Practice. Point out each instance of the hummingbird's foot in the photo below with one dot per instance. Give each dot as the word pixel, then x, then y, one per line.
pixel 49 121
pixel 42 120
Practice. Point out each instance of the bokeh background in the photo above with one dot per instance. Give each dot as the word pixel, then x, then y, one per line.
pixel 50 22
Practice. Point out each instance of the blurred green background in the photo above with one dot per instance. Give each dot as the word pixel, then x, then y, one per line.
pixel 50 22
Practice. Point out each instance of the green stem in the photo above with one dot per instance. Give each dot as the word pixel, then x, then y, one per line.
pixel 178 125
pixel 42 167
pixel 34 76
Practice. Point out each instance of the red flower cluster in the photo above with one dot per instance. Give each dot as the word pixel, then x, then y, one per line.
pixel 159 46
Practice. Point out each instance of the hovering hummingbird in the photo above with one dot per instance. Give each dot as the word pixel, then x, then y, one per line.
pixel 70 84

===

→ Objective:
Retype each of the items above word for word, in the same order, including every line that follows each one.

→ Complete answer:
Practice. Point out each instance of the hummingbird's foot in the photo below with one dot per instance. Give each dot as the word pixel, then x, then y, one per line.
pixel 49 121
pixel 42 120
Practice. Point out each instance of the bokeh background in the photo above with one dot per instance. Give each dot as the word pixel, then x, then y, one per line.
pixel 50 22
Practice. Point out each instance of the blurred green background in the photo above with one dot per instance. Give each dot as the word pixel, then x, then y, one per line.
pixel 50 22
Practice. Point out each instance of the green stem in the photo above with one dot per instance. Give each dot as the word pixel, then x, then y, one per line.
pixel 178 125
pixel 42 167
pixel 34 76
Practice. Point out each instance of the red flower cluster in the photo above with one dot per instance. Give each dot as the word pixel, then x, then y, one per line.
pixel 159 46
Practice. Point out each instance of the hovering hummingbird in the photo above with one dot per instance. Give each dot as the word pixel, then x, then y, one per line.
pixel 70 84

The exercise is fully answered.